Please convert every line of the data below into a JSON list of strings, one string per line, skipping blank lines. Leave the picture out of the list.

Given records:
* * *

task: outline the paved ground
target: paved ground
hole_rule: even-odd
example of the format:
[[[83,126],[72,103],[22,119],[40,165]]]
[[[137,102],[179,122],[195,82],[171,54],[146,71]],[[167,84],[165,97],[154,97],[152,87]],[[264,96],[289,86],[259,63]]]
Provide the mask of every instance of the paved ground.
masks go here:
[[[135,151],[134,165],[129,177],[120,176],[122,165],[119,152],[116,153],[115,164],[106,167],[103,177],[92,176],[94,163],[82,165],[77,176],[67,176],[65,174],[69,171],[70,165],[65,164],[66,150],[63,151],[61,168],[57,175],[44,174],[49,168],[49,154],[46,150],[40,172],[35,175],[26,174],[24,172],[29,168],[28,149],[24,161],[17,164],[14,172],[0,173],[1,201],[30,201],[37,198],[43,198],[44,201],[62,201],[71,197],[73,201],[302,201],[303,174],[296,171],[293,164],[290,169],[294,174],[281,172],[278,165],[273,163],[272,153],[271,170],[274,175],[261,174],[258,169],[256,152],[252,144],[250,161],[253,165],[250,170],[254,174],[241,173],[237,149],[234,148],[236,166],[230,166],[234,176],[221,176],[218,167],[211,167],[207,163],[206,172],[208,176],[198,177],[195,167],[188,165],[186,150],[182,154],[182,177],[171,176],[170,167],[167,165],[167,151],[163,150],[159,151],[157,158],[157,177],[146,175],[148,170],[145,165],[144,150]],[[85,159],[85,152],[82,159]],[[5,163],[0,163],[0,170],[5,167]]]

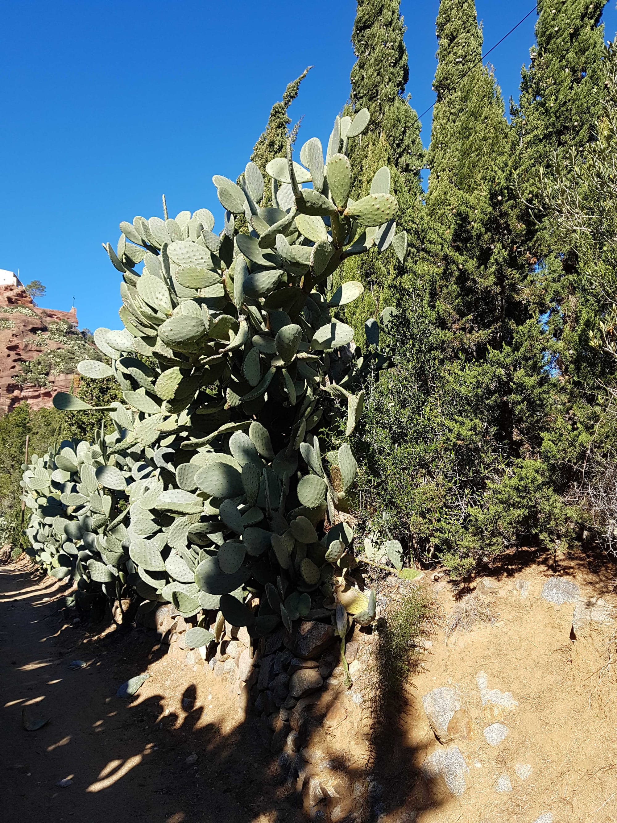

* * *

Task solution:
[
  "task: outline the paved ground",
  "target: paved ground",
  "hole_rule: even-odd",
  "example of the format:",
  "[[[83,126],[72,103],[22,119],[40,165]]]",
  "[[[137,102],[179,122],[195,82],[171,54],[146,71]],[[167,84],[165,97],[154,97],[152,87]],[[264,96],[289,86],[259,63]]]",
  "Provide the mask of every instance of the paved ground.",
  "masks go here:",
  "[[[135,151],[134,165],[129,177],[120,176],[122,165],[119,152],[116,153],[115,164],[106,167],[103,177],[92,176],[94,163],[82,165],[77,176],[67,176],[65,174],[69,171],[70,165],[65,164],[66,150],[63,151],[61,168],[57,175],[44,174],[49,168],[49,154],[46,150],[40,172],[35,175],[26,174],[24,172],[29,168],[28,149],[24,161],[17,164],[14,172],[0,173],[1,201],[30,201],[37,198],[43,198],[44,201],[62,201],[71,197],[73,201],[302,201],[303,174],[296,171],[293,164],[290,169],[294,174],[281,172],[278,165],[273,163],[272,153],[271,170],[274,175],[261,174],[258,169],[256,152],[252,144],[250,161],[253,165],[250,170],[254,174],[241,173],[237,149],[234,148],[236,166],[230,166],[234,176],[221,176],[218,167],[211,167],[207,163],[206,172],[208,176],[198,177],[195,167],[188,165],[186,150],[182,154],[182,177],[171,176],[170,167],[167,165],[167,151],[163,150],[159,151],[157,158],[157,177],[146,175],[148,170],[145,165],[144,150]],[[85,159],[85,152],[82,159]],[[5,163],[0,163],[0,170],[5,167]]]"
]